Location labeling records
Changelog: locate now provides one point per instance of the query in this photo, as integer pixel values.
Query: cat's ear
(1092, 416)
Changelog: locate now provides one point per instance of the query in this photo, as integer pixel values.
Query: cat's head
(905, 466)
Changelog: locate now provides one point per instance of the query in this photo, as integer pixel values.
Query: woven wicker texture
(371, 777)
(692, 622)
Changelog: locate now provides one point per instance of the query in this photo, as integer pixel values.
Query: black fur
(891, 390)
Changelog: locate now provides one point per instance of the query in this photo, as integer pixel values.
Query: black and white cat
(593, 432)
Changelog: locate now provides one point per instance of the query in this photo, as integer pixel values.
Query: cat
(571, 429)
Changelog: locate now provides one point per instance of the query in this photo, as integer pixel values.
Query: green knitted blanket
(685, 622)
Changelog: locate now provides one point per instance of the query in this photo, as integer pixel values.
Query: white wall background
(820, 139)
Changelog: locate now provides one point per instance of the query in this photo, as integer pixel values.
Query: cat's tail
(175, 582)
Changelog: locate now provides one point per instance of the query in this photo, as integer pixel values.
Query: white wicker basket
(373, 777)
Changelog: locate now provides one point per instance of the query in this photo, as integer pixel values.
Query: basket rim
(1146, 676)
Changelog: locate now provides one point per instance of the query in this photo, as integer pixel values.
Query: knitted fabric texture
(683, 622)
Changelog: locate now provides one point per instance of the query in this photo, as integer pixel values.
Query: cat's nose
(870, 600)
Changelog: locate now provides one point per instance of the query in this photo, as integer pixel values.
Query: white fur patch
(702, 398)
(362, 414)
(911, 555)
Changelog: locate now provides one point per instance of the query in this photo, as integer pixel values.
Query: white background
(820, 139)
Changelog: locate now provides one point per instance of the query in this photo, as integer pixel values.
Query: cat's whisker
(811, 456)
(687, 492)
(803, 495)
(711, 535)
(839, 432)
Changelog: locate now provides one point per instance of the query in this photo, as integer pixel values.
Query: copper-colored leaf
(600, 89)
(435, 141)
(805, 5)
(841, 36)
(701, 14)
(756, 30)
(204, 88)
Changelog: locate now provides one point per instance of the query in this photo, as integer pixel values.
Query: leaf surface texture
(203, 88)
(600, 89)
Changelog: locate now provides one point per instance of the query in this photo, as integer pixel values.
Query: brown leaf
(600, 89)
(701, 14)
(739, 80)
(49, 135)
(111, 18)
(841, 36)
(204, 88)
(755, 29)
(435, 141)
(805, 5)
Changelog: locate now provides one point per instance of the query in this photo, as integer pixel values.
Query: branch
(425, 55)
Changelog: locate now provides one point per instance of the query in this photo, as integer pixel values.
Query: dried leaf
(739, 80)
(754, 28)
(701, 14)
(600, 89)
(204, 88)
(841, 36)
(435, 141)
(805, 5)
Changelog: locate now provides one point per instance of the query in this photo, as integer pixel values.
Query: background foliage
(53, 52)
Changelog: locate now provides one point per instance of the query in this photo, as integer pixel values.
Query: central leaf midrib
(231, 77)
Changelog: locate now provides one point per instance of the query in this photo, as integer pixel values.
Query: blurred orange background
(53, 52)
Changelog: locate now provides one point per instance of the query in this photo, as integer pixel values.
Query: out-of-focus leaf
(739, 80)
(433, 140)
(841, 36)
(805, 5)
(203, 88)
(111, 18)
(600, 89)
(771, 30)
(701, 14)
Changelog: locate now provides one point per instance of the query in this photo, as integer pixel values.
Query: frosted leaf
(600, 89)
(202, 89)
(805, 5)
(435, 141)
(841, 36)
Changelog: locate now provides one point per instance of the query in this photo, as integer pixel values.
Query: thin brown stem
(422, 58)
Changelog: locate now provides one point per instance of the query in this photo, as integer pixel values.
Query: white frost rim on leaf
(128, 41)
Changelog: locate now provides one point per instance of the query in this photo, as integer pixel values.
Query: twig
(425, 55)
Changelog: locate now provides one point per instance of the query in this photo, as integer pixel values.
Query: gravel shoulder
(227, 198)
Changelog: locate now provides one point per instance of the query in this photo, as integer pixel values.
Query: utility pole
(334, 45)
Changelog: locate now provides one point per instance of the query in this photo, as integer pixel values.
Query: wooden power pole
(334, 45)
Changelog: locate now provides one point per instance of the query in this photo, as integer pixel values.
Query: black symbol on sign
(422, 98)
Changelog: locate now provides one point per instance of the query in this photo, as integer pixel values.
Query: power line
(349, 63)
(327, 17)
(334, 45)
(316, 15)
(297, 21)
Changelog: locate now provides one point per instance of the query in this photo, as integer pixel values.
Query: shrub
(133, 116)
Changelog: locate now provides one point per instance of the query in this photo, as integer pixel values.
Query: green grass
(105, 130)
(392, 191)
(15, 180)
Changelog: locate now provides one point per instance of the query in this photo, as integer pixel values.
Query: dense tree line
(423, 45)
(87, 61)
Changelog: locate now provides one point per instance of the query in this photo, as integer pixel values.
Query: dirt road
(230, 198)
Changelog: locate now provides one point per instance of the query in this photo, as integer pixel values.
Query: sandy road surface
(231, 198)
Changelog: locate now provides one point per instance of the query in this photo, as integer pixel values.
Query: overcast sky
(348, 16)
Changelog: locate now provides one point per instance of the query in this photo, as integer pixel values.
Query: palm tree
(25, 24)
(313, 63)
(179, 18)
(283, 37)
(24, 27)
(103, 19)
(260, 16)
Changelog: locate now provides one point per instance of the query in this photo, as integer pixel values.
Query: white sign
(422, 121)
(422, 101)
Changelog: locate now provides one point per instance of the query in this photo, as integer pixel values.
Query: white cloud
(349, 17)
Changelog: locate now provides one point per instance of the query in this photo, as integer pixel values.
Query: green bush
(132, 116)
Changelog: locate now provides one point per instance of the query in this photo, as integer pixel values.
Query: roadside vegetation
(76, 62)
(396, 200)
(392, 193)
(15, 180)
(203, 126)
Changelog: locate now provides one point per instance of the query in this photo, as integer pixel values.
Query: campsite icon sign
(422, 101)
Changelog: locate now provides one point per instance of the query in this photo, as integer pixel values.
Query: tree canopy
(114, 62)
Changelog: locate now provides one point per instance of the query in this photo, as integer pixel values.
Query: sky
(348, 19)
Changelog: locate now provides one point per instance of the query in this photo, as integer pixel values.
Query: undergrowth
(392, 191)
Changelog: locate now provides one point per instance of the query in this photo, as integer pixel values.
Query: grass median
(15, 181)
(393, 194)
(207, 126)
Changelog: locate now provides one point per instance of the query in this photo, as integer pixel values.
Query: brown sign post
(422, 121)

GOAL: Which lines in the data above contain the string "power", with case counting? Pick out each one and copy it in full.

FINAL RESULT:
Query: wooden power pole
Query: power line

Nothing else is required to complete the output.